WRITTEN PROBLEM: Which lines of the records below contain the word "yellow"? Gather every such line and copy each one in full.

Entries from a pointing dataset

========================================================================

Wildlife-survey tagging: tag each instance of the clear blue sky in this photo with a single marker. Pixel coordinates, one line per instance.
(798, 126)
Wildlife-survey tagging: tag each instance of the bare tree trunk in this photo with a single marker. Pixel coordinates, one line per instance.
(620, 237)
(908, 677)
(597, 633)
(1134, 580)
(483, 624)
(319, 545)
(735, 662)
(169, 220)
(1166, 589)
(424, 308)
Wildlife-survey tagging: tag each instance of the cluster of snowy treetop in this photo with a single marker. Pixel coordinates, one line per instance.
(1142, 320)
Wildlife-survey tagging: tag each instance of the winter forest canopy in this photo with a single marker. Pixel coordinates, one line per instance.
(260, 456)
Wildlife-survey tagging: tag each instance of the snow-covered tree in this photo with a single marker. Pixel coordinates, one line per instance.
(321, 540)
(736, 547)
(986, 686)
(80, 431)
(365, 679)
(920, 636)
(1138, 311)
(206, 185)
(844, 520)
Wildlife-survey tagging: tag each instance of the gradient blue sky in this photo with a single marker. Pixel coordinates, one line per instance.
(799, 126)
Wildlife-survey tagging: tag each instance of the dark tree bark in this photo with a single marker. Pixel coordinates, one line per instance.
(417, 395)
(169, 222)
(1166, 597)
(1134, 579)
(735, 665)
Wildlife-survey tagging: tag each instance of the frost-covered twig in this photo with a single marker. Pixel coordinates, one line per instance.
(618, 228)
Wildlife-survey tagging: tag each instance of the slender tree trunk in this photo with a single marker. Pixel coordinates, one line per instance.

========================================================================

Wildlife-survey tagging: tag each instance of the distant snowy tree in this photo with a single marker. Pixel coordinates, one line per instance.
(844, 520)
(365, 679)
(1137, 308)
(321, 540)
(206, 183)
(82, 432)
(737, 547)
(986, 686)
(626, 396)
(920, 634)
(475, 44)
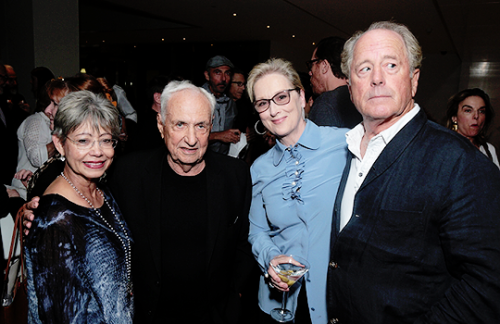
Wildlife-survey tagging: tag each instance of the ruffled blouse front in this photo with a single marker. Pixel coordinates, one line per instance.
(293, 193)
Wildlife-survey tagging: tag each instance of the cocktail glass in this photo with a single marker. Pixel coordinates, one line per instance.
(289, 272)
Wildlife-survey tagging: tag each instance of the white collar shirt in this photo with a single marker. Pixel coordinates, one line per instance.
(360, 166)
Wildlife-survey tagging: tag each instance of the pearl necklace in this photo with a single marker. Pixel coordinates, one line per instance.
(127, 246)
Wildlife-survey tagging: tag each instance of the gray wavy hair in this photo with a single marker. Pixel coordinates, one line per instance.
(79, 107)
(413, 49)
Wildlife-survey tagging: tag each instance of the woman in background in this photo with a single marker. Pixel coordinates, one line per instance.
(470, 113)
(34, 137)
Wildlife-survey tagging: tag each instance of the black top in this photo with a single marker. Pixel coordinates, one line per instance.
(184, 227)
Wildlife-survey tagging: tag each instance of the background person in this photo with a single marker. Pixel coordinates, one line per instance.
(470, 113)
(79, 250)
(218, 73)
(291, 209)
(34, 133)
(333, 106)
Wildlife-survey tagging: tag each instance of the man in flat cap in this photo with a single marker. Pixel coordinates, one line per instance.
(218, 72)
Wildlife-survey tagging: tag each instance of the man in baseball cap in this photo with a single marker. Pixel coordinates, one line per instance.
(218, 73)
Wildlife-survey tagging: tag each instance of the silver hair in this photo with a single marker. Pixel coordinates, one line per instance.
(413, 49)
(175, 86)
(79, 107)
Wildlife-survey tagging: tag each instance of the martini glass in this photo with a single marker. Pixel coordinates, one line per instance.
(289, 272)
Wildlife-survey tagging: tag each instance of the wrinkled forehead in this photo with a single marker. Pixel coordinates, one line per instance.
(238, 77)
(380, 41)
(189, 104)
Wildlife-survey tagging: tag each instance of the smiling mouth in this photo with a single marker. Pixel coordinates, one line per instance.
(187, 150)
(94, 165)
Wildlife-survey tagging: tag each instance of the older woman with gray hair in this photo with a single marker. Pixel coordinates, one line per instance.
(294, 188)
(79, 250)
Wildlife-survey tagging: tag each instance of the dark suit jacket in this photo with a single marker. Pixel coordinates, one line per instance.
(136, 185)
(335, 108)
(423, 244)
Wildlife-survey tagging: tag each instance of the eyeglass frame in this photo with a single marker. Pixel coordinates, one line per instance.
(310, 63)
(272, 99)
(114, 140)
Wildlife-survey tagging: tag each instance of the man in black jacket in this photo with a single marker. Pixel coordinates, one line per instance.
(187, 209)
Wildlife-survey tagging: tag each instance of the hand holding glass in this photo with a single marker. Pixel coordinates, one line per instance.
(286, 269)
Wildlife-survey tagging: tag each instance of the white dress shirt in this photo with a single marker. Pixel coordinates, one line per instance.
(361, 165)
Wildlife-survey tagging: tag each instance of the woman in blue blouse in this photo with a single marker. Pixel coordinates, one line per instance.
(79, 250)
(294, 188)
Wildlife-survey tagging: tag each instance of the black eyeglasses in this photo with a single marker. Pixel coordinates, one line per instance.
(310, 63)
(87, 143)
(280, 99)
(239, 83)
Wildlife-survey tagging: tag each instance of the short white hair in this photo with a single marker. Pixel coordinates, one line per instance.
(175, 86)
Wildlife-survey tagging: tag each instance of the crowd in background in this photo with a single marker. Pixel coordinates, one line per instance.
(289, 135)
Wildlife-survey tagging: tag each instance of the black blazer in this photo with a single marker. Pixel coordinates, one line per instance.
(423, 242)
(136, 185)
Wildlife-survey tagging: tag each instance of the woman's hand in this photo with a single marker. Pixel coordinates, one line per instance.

========================================================================

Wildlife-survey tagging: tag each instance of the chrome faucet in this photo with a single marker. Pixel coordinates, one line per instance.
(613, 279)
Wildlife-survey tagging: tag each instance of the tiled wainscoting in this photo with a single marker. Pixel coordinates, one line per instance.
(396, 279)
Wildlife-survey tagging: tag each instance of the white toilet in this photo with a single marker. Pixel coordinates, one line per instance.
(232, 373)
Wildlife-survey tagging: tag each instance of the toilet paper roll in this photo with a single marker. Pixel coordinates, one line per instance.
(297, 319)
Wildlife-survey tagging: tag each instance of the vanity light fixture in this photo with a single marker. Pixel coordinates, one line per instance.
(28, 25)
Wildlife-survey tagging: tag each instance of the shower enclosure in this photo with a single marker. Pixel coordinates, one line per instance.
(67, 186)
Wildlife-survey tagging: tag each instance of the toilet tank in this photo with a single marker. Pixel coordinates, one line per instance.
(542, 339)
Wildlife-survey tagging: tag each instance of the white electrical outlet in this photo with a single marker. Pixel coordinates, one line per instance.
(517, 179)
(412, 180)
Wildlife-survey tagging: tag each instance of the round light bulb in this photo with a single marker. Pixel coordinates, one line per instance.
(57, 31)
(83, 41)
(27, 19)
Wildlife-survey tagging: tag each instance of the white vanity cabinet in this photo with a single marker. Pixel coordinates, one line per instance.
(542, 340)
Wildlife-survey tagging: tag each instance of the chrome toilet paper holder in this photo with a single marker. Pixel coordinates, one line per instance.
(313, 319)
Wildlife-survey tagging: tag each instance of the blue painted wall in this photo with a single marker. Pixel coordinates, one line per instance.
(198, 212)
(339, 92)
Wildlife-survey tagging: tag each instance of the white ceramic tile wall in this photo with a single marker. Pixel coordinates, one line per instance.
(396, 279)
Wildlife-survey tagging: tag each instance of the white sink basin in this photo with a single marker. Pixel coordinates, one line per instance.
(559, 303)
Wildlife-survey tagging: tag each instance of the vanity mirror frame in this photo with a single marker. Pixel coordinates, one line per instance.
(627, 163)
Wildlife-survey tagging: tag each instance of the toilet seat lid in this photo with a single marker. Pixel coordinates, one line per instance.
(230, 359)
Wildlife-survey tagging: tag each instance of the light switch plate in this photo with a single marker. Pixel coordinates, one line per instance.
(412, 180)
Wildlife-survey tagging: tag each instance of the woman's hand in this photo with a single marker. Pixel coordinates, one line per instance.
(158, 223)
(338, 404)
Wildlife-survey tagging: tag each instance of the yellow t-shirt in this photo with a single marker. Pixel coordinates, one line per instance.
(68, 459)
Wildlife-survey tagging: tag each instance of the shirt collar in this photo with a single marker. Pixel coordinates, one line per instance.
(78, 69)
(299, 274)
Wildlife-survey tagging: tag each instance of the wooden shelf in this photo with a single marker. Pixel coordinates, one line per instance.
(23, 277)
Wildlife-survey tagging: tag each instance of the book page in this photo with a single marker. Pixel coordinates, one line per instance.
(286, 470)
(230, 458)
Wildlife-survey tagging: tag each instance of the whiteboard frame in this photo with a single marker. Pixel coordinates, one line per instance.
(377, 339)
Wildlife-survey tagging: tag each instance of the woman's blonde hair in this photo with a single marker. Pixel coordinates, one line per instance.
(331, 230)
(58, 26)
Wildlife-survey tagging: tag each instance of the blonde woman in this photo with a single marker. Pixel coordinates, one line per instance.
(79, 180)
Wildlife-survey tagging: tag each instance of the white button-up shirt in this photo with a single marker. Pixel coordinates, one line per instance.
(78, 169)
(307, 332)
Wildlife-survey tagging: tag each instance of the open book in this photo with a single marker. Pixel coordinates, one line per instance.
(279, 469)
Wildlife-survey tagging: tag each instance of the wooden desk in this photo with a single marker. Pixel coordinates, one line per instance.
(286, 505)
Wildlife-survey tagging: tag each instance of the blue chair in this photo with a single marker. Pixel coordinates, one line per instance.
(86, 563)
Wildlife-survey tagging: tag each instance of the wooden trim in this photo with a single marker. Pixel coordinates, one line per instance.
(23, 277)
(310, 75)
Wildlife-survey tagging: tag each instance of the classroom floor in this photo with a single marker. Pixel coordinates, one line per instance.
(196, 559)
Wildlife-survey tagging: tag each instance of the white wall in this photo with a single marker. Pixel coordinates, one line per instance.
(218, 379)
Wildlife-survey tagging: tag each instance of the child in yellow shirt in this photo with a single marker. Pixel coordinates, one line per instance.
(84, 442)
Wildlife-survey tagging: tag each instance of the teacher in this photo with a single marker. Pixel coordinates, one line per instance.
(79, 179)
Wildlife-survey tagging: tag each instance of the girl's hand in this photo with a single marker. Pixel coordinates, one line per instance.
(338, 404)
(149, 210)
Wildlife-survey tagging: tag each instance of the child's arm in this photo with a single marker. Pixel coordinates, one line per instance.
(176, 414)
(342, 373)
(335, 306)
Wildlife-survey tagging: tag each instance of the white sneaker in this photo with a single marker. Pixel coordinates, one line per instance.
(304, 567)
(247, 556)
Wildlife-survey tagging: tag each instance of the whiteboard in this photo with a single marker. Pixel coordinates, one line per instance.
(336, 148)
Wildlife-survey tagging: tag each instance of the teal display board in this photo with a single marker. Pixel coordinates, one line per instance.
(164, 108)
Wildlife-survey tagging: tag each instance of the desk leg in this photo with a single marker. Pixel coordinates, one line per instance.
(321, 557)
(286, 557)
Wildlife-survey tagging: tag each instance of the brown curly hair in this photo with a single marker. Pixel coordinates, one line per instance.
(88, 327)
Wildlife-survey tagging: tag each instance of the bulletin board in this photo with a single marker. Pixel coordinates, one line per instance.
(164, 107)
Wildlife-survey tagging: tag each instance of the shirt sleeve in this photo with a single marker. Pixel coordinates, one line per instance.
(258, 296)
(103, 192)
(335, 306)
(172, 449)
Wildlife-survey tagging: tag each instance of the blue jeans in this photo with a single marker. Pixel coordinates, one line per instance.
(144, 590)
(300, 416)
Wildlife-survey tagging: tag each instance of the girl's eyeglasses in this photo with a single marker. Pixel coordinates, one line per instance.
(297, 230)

========================================================================

WORKED ANSWER:
Wildlife-survey tagging: tag each instance of the yellow t-shirt in this photo with a single marker. Pixel coordinates, one line per instance.
Wildlife-survey tagging: tag each instance of the child in yellow shirt in this photo with a single marker. Pixel coordinates, one line per instance.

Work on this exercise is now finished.